_Extracted data_
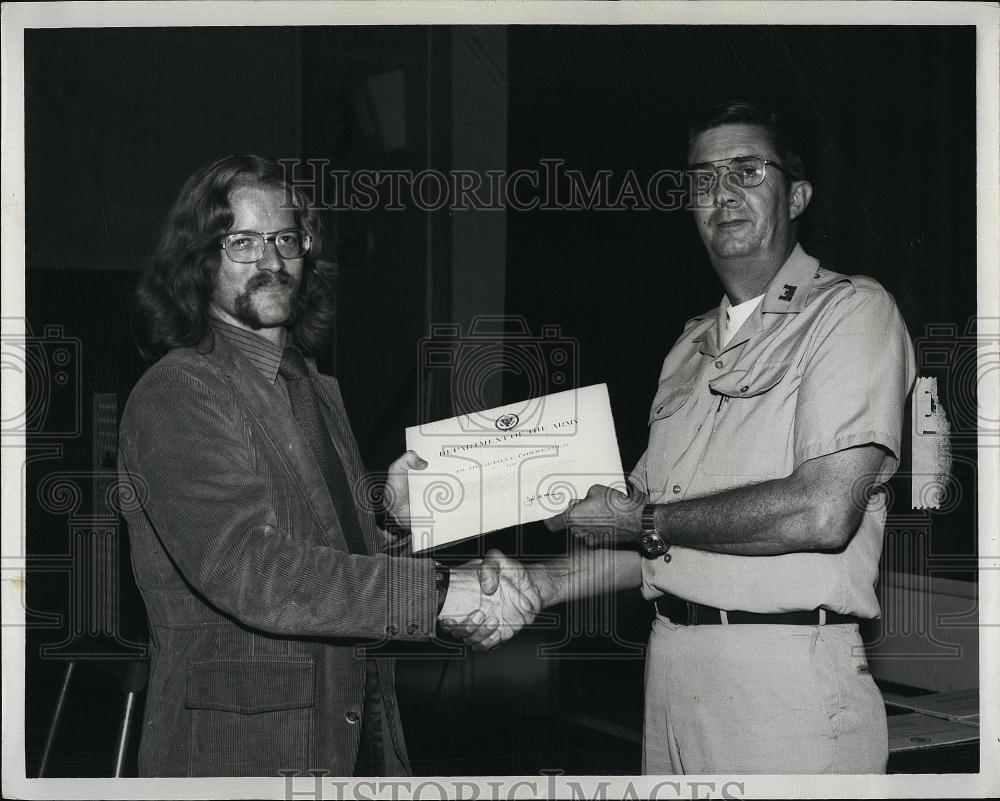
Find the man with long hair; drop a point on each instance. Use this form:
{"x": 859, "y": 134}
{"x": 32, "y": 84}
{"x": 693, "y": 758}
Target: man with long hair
{"x": 261, "y": 563}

_What you need to do_
Give the data again word for word, without pictures.

_Response area_
Find the man with long hair; drop a point on each instance. Use this form:
{"x": 859, "y": 134}
{"x": 32, "y": 84}
{"x": 693, "y": 758}
Target: man with long hair
{"x": 261, "y": 563}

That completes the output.